*** MATERIAL FOR THIS TASK ***
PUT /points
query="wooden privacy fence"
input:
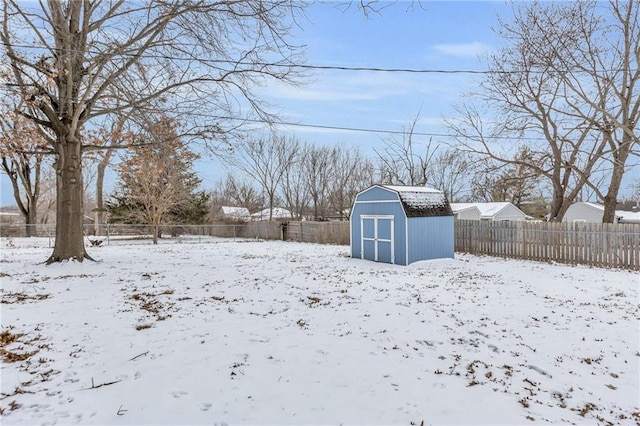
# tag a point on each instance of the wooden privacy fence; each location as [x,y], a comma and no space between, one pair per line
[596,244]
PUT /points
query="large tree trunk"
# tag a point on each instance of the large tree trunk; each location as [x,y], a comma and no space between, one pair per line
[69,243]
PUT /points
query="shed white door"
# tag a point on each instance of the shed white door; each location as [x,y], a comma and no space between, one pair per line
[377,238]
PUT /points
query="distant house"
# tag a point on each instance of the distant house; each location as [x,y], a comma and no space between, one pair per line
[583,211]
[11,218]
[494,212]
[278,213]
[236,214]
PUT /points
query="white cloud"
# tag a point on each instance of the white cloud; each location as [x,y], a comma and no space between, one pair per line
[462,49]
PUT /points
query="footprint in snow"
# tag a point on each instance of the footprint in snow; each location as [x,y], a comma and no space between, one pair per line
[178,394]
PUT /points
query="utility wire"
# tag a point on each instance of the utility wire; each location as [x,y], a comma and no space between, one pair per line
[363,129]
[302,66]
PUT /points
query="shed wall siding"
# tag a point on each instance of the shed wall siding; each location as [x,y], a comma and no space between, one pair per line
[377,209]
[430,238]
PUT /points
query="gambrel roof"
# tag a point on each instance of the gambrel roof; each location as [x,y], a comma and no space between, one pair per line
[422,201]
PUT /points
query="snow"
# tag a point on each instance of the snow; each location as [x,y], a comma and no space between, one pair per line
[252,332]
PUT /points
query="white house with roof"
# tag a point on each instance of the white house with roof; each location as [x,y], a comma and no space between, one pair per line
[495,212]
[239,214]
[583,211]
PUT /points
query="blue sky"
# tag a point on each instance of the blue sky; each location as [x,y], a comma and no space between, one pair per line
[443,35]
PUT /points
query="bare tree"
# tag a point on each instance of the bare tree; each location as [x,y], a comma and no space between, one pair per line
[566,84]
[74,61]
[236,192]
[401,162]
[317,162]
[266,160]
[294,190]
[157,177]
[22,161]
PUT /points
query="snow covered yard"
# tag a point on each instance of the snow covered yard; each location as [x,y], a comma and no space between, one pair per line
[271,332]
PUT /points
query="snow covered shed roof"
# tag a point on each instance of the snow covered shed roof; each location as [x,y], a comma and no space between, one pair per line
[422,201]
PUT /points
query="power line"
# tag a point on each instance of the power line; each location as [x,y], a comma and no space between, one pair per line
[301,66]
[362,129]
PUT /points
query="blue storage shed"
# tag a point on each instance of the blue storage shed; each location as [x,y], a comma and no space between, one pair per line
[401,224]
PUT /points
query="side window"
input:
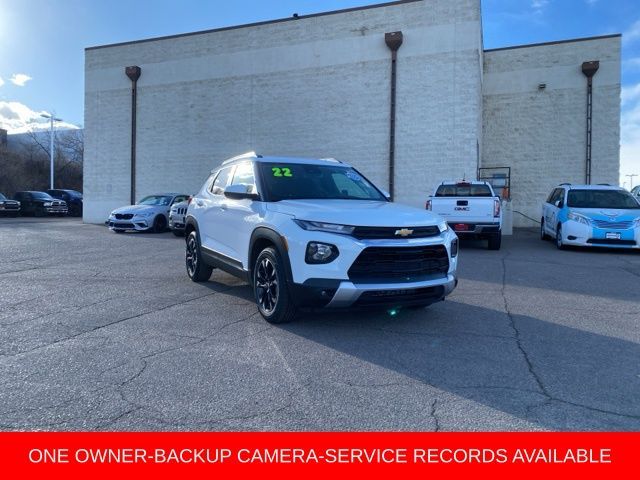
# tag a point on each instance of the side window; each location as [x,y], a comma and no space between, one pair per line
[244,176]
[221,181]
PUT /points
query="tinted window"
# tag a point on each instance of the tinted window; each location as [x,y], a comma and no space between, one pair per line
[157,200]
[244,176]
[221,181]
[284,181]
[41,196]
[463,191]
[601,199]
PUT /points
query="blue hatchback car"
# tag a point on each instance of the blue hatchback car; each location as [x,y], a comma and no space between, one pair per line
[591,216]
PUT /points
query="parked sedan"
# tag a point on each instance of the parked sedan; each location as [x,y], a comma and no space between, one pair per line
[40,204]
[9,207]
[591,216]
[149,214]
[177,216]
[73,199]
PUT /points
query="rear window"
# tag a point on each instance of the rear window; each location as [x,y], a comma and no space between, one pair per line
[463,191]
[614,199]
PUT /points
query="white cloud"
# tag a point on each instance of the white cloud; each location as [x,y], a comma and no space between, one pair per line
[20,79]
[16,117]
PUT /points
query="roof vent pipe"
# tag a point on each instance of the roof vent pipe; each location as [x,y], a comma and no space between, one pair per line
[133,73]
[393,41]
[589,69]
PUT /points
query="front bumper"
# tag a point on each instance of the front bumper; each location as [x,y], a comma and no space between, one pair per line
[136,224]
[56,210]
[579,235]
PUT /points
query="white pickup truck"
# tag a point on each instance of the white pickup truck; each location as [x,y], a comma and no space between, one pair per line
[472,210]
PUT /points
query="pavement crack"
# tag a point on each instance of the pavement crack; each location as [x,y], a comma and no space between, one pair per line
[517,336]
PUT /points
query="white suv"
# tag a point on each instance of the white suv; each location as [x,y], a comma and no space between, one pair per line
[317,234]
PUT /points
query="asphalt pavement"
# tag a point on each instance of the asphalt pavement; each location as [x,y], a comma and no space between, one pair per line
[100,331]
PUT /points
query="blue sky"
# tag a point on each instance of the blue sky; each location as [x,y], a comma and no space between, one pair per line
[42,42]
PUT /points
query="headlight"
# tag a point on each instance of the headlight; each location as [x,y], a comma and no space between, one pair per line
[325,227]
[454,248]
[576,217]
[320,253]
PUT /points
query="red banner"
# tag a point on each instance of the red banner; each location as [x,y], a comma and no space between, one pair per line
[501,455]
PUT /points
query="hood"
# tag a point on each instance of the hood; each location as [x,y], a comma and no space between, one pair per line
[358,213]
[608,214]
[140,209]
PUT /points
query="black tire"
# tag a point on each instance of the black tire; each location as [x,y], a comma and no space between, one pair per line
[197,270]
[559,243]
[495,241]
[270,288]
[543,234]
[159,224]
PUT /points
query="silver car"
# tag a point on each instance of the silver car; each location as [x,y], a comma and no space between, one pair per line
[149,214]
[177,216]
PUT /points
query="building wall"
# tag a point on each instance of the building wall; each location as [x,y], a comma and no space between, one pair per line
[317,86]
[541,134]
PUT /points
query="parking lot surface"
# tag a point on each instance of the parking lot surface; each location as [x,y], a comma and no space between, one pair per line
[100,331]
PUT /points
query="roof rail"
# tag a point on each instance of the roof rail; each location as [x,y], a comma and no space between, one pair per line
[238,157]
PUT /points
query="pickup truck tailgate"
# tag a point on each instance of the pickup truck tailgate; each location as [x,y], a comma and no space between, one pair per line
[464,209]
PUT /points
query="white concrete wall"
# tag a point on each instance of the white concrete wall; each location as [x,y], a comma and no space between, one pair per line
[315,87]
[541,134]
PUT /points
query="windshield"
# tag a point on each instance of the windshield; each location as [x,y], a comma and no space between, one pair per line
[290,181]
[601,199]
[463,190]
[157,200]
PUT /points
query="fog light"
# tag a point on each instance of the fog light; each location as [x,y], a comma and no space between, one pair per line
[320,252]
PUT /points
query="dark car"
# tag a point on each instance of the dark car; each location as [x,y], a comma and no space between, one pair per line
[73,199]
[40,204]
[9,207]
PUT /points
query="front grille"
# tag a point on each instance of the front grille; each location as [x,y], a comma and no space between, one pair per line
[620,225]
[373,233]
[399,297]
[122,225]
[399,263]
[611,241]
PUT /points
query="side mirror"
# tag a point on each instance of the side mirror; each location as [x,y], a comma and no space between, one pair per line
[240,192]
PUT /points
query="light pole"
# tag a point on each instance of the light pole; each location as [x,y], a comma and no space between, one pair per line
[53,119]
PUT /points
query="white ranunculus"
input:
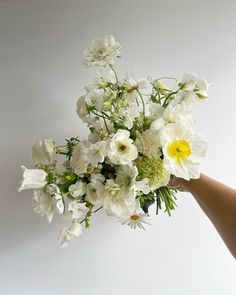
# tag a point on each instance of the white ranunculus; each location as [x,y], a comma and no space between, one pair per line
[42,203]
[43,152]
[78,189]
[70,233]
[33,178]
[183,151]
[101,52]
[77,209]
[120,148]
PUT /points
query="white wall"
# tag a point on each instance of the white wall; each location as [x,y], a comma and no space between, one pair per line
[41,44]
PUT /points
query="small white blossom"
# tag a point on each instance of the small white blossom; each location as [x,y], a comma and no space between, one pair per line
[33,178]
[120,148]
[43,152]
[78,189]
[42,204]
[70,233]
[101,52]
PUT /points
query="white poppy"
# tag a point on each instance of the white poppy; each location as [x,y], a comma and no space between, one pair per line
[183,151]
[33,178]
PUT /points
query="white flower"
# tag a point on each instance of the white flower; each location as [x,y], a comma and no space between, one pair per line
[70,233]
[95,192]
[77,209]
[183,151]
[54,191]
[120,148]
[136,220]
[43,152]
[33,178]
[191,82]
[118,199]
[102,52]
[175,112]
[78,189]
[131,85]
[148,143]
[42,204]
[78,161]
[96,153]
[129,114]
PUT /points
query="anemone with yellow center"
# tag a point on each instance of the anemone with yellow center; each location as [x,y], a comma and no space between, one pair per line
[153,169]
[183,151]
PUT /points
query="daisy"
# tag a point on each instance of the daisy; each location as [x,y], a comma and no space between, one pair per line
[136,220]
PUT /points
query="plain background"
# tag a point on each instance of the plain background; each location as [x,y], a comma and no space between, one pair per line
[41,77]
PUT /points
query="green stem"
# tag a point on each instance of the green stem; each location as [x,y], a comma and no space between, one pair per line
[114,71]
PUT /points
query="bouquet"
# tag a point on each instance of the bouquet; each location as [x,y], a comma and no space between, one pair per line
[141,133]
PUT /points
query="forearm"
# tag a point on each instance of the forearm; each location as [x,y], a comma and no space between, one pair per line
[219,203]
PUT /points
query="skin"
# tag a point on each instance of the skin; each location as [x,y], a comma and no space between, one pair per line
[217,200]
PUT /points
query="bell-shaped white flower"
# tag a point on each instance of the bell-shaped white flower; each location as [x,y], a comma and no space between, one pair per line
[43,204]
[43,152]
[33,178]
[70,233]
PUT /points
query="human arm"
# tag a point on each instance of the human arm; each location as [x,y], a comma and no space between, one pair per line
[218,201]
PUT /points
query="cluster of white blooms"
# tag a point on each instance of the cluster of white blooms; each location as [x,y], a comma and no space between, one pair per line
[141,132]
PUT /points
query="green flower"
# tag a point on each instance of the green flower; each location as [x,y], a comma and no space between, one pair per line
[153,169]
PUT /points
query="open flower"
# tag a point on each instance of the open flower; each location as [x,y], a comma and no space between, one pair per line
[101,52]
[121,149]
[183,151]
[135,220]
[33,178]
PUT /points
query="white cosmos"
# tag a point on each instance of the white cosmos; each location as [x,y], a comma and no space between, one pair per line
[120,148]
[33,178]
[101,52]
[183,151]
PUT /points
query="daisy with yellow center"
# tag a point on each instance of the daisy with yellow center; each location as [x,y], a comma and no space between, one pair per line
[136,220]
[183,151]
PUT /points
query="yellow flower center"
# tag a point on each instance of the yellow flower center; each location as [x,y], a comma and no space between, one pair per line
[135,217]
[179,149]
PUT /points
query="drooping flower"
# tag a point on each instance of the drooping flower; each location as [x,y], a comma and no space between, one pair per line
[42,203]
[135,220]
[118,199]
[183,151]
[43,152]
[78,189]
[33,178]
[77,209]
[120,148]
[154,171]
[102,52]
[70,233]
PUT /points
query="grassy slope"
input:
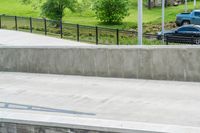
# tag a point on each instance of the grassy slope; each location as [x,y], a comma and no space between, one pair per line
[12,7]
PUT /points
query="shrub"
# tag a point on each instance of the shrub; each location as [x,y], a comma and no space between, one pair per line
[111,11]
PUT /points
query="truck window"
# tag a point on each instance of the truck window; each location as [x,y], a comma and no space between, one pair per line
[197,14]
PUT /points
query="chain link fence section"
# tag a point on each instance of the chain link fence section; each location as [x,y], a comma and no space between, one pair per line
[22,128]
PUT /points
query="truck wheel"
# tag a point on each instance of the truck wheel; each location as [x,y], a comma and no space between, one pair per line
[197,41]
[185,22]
***
## SET TASK
Extract every line of the material above that contains the string "wire", and copy each one without changes.

## EXPECTED ANSWER
query="utility wire"
# tag a point on each instance of the utility wire; each location as [x,y], a comma and no space between, one pair per line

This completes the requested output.